◆ WHAT THE TASK ASKS
Transcribe the listing that follows exactly, from its first line to its last.

◆ PROVIDED MATERIAL
-----
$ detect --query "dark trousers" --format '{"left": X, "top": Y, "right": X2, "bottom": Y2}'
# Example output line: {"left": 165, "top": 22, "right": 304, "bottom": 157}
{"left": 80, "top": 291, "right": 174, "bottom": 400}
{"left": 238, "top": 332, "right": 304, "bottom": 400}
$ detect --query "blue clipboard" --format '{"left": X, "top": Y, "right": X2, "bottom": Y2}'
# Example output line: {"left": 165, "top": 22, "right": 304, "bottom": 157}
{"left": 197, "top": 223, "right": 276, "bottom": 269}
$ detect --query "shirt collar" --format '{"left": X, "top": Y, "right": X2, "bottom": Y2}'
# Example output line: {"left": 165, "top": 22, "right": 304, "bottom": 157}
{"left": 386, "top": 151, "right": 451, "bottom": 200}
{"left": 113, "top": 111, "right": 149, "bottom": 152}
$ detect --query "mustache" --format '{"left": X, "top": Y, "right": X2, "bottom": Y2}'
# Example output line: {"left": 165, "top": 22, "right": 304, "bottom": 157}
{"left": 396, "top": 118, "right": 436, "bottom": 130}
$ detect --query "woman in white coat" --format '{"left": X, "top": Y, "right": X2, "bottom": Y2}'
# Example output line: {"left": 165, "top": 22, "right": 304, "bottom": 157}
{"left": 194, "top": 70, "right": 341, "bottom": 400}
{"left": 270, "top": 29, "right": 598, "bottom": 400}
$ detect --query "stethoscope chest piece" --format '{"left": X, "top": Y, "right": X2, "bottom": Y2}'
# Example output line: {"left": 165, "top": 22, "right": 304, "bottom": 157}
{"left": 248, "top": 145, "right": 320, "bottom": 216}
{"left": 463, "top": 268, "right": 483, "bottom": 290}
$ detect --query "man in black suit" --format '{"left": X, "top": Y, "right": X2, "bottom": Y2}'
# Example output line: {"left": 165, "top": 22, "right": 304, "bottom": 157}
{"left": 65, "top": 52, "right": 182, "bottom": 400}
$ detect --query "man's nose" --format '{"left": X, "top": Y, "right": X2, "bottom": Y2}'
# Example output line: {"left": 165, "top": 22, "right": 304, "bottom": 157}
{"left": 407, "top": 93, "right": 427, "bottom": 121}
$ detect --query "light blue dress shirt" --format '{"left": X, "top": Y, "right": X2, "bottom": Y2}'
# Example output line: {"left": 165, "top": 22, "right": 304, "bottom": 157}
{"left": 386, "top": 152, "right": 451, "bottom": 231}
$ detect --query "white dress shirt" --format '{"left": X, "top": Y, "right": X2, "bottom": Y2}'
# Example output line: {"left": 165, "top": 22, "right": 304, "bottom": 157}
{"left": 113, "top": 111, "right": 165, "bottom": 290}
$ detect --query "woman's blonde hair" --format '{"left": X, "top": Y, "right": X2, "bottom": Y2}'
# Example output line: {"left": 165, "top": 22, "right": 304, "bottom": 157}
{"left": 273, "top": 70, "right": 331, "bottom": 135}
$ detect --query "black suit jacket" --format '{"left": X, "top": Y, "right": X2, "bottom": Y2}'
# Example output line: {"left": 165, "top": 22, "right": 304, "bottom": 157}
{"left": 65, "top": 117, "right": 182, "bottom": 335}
-----
◆ TASK RESPONSE
$ detect --query "dark trousers" --format '{"left": X, "top": Y, "right": X2, "bottom": Y2}'
# Example output line: {"left": 165, "top": 22, "right": 304, "bottom": 157}
{"left": 80, "top": 291, "right": 174, "bottom": 400}
{"left": 238, "top": 332, "right": 304, "bottom": 400}
$ detect --query "blue clipboard" --format '{"left": X, "top": Y, "right": X2, "bottom": Y2}'
# Example output line: {"left": 165, "top": 22, "right": 304, "bottom": 157}
{"left": 197, "top": 223, "right": 276, "bottom": 269}
$ detect --query "shirt collar" --format '{"left": X, "top": Y, "right": X2, "bottom": Y2}'
# Example output line: {"left": 165, "top": 22, "right": 304, "bottom": 157}
{"left": 386, "top": 151, "right": 451, "bottom": 200}
{"left": 113, "top": 111, "right": 149, "bottom": 152}
$ detect --query "mustache" --format '{"left": X, "top": Y, "right": X2, "bottom": Y2}'
# Example output line: {"left": 165, "top": 22, "right": 304, "bottom": 157}
{"left": 396, "top": 118, "right": 436, "bottom": 130}
$ detect --query "woman in white coat" --format '{"left": X, "top": Y, "right": X2, "bottom": Y2}'
# Example output line: {"left": 165, "top": 22, "right": 304, "bottom": 157}
{"left": 194, "top": 70, "right": 341, "bottom": 400}
{"left": 270, "top": 29, "right": 598, "bottom": 400}
$ detect --query "stethoscope chest piece" --format '{"left": X, "top": Y, "right": X2, "bottom": Y2}'
# Example output line: {"left": 165, "top": 22, "right": 304, "bottom": 157}
{"left": 248, "top": 145, "right": 320, "bottom": 216}
{"left": 463, "top": 268, "right": 483, "bottom": 290}
$ detect --query "man in black suit" --format '{"left": X, "top": Y, "right": X2, "bottom": Y2}'
# Example output line: {"left": 165, "top": 22, "right": 304, "bottom": 157}
{"left": 65, "top": 52, "right": 182, "bottom": 400}
$ detect --query "man's nose" --format '{"left": X, "top": Y, "right": X2, "bottom": Y2}'
# Example output line: {"left": 165, "top": 22, "right": 304, "bottom": 157}
{"left": 407, "top": 93, "right": 427, "bottom": 121}
$ detect --query "light blue dress shirt" --format '{"left": X, "top": Y, "right": X2, "bottom": Y2}'
# Example output line: {"left": 165, "top": 22, "right": 304, "bottom": 157}
{"left": 386, "top": 152, "right": 451, "bottom": 231}
$ detect --query "white dress shirt" --format '{"left": X, "top": Y, "right": X2, "bottom": Y2}'
# Example output line: {"left": 165, "top": 22, "right": 304, "bottom": 157}
{"left": 113, "top": 111, "right": 165, "bottom": 290}
$ detect --query "woman's blonde hair" --format '{"left": X, "top": Y, "right": X2, "bottom": Y2}'
# Example output line: {"left": 165, "top": 22, "right": 304, "bottom": 157}
{"left": 273, "top": 70, "right": 331, "bottom": 135}
$ detect --query "black suit jacket" --format '{"left": X, "top": Y, "right": X2, "bottom": Y2}'
# Example output line: {"left": 165, "top": 22, "right": 304, "bottom": 157}
{"left": 65, "top": 117, "right": 182, "bottom": 335}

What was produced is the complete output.